-- Records for the task follows --

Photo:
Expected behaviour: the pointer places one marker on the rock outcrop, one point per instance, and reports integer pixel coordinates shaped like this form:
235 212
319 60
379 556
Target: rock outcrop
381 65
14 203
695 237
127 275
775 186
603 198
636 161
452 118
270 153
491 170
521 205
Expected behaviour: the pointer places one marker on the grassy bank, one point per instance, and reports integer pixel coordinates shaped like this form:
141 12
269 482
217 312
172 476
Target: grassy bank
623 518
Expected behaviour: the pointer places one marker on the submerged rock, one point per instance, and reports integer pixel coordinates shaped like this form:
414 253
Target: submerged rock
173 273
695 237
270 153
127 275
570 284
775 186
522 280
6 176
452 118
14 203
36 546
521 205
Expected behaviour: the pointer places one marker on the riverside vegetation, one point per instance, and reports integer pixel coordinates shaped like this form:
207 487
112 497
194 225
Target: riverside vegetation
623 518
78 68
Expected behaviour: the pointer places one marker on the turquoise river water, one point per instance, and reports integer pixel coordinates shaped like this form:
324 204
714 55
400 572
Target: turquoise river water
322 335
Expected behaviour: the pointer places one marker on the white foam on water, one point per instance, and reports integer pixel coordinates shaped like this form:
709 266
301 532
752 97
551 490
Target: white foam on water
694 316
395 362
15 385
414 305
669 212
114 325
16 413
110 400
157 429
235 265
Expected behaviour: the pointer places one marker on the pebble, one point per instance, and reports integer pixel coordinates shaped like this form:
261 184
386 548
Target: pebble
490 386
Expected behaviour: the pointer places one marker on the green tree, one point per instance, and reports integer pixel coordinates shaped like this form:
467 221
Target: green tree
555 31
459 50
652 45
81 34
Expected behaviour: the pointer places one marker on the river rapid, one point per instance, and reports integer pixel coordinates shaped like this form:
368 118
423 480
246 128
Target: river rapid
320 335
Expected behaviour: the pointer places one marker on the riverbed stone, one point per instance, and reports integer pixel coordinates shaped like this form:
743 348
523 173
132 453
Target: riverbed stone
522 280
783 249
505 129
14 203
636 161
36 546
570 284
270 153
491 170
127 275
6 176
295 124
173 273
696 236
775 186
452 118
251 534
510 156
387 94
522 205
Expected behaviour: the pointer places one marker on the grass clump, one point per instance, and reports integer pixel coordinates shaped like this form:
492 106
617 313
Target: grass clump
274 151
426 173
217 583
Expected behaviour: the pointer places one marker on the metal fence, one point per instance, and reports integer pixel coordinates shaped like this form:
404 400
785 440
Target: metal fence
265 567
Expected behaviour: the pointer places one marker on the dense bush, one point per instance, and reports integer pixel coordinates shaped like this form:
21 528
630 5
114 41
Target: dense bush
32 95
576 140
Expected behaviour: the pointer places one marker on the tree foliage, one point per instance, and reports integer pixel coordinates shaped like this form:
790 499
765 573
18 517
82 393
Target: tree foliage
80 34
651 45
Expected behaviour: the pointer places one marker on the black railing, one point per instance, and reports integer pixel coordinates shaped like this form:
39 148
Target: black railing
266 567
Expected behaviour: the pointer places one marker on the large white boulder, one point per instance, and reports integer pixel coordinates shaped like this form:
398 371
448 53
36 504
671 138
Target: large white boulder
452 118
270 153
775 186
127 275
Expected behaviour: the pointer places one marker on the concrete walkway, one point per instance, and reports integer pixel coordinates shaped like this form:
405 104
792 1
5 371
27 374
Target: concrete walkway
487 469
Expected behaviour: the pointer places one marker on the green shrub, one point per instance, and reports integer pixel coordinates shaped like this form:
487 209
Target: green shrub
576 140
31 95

-- Records for the task concluded --

Copy the entries exactly, leaving no line out.

> [Exercise output]:
Photo:
Expected behaviour: the pointer places one marker on the rock outcrop, one point per instance, and reports integer pixel coordinates shaped like this form:
235 212
319 60
379 556
Target: rock outcrop
381 65
14 203
695 237
127 275
775 186
603 198
636 161
452 118
270 153
491 170
521 205
Expected behaviour: the pointer places one marker on the grassy bank, one point per instance, and reports integer pixel coordinates shaped like this form:
141 12
269 482
217 312
172 476
Target: grassy bank
623 518
Expected behaviour: the pointer places one marker on the submerged rock, one point per instance, and reports integer pixel coordinates shaped like this form:
414 253
Target: submerged rock
173 273
695 237
270 153
127 275
570 284
775 186
522 280
6 176
452 118
14 203
36 546
521 205
Expected behaviour: the pointer places one marker on the riverside vegetation, one point per instance, and reports integer pixel coordinates shaped like this form:
207 487
112 497
194 225
Target: riverside vegetation
623 518
78 68
Expected behaviour: the pointer places one marker on the turquoise river water, one point per instance, and reports integer pixel coordinates shaped like this form:
324 204
714 55
400 572
Target: turquoise river water
322 335
Expected behaviour: the pointer places one marker on the white foam on water, one point per instance, and reports integer pixel coordinates shaped like this form:
709 266
301 532
752 97
551 490
Target: white foam on water
694 316
395 362
15 385
414 305
669 212
114 325
16 413
110 400
157 429
235 265
Expected behaviour: the pointer places one marker on the pebble, one point per instance, and reports integer pixel coordinates shaped like this form:
261 184
386 548
Target: pebble
490 386
Expected behaviour: the pointer places one marker on the green tree, one point per instance, and reports integer pixel coordinates shaped like this form:
467 221
Target: green tree
555 31
459 50
652 45
81 34
Expected behaviour: the pointer places one marker on the river rapid, one point per instance, and reports integer pixel coordinates shaped like this form:
368 118
423 480
246 128
Target: river rapid
320 335
Expected behaviour: the pointer places one marker on the riverbed stone, one point per instance, and reports integer pixel coordinates shaped like this form:
743 348
523 173
132 453
Target: riverbed stone
522 280
783 249
505 129
14 203
636 161
36 546
570 284
270 153
491 170
127 275
6 176
295 124
173 273
696 236
775 186
452 118
251 534
510 156
387 94
522 205
Expected behaviour: the pointer places one marker on the grass clump, one point per instance, and reports integer pixel coordinates shaped like this form:
492 106
617 313
Target: grass clump
274 151
426 173
217 583
Expected behaviour: the pointer places one marker on the metal fence, one point per instance, and reports integer pixel coordinates shaped like this form:
404 400
785 440
Target: metal fence
265 567
Expected behaviour: the pointer places one marker on the dense bush, one point per instance, and reports integer pixel coordinates shaped like this form:
21 528
630 5
114 41
Target: dense bush
32 95
576 140
Expected behaviour: the pointer places one marker on the tree foliage, one point per instance, and reports integer pixel coordinates shaped like this form:
790 499
765 573
18 517
82 393
Target: tree foliage
80 34
651 45
Expected behaviour: the pointer places one marker on the black railing, one point per instance, and reports integer pixel coordinates shaped like this form:
39 148
Target: black railing
266 567
Expected behaviour: the pointer places one marker on the large white boulder, one point per instance, and reports integer pixel coordinates shaped like this form:
398 371
448 53
36 504
671 138
Target: large white boulder
452 118
270 153
775 186
127 275
Expected behaviour: the pointer places one marker on the concrete walkway, one point per instance, and reports integer pixel coordinates shaped like this form:
405 104
792 1
5 371
27 374
Target: concrete walkway
487 469
Expected behaviour: the pointer places one marker on the green shrub, one point per instance, and reports integer pixel coordinates shaped like this form:
487 209
Target: green shrub
576 140
31 95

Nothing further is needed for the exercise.